- **Istruzioni del compito**: Prosegua il testo sulla crescita demografica dell'Africa, riprendendo dopo la sua ultima frase.

- **Testo proposto**:
####
L’Africa dunque, per il Wsj, è destinata a diventare un gigante. Ma un “gigante emergente” o un “gigante di emergenze”? L’incremento della popolazione suscita, del resto, anche degli interrogativi circa la capacità, per un continente così problematico, di far fronte all’ampliamento delle esigenze.
Ciò che è fuor di dubbio, è che l’umanità nel suo complesso sta invecchiando. Nel 2050 quasi un quarto della popolazione della terra avrà passato il suo 60esimo compleanno, rispetto ad un ottavo di oggi. Una cospicua parte dell’economia globale dovrà essere spesa quindi per i ricoveri e per le pensioni.
Tendenza, questa, a cui non si unirà l’Africa. Qui la media d’età sarà di 28 anni. Nel 2050 1,3 miliardi di persone saranno giovani ma sufficientemente mature per “avviare un’impresa, educare, costruire, intraprendere carriere e dar vita ad aziende agricole e fabbriche”.
####
Dati di puntamento per espressioni referenziali
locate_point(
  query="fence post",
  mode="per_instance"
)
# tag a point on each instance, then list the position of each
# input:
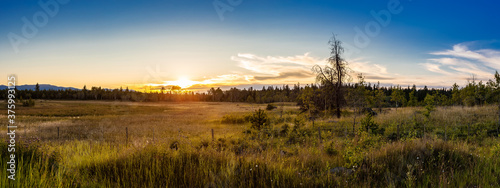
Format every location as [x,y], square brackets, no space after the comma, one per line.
[398,131]
[319,134]
[445,128]
[213,135]
[468,130]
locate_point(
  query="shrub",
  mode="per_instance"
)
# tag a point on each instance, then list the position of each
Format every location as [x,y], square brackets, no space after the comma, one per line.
[368,124]
[259,119]
[331,150]
[233,119]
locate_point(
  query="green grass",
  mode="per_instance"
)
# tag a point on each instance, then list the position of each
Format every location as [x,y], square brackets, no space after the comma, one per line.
[91,149]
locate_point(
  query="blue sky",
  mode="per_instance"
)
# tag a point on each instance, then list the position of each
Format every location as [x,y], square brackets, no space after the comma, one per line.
[132,43]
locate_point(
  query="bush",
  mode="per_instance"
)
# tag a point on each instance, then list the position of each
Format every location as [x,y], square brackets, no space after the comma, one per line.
[28,103]
[259,119]
[368,124]
[331,150]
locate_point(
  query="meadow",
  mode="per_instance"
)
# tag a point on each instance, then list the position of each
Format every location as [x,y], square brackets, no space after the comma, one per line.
[212,144]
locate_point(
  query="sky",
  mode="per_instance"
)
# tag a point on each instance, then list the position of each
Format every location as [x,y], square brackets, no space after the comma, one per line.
[199,44]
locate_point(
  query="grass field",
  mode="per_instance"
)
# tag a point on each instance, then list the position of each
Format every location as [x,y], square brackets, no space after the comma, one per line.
[124,144]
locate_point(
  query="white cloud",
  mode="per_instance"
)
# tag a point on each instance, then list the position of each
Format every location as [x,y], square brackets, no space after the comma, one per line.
[277,68]
[461,62]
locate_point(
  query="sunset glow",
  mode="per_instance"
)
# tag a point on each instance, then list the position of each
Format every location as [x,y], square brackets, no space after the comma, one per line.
[182,82]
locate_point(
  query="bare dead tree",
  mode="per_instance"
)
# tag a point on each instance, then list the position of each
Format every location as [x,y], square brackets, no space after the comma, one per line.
[334,74]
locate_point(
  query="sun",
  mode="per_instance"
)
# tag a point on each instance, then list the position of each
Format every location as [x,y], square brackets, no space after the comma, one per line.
[182,82]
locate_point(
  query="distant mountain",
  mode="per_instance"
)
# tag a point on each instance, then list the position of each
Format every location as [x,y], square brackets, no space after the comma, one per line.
[42,87]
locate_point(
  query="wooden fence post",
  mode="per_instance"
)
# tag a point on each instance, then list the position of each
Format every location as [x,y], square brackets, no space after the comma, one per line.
[398,131]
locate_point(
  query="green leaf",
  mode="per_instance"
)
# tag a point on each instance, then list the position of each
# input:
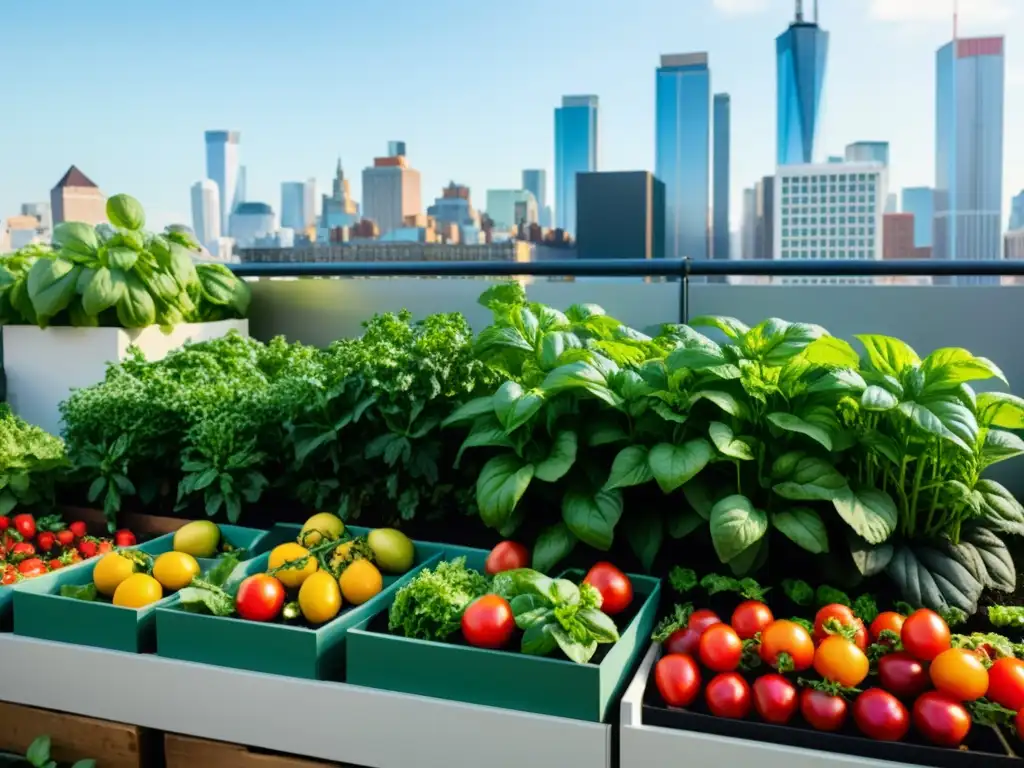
####
- **Risposta fornita**:
Drew Hinshaw usa “poche parole” per descrivere ciò che avverrà. “Un ‘baby boom’ – scrive – alzerà il continente più povero della terra fino all’olimpo dei maggiori affari globali”. Secondo il cronista del Wsj, l’Africa diventerà presto il simbolo di una rinascita, costituita da “laureati, giovani lavoratori e consumatori in erba”.
Certi traguardi sono dipendono però da una conditio sine qua non. C’è bisogno che, oltre all’esuberanza riproduttiva, si mettano in moto i governi africani. Nell’articolo si spiega che tuttavia “il continente sta perdendo una delle grandi gare del secolo”, poiché “la popolazione africana sta crescendo più di quanto i governi stiano stabilendo le basi di un’economia moderna: centrali elettriche, strade e scuole”.
Si porta l’esempio della Nigeria, uno dei Paesi maggiormente coinvolti dal “baby boom”, dove l’elettricità resta una chimera per numerosi villaggi, le scuole pubbliche, improvvisate spesso sotto i tetti di lamiera, sembrano oscillare precariamente tra mancanze di libri di testo e di insegnanti.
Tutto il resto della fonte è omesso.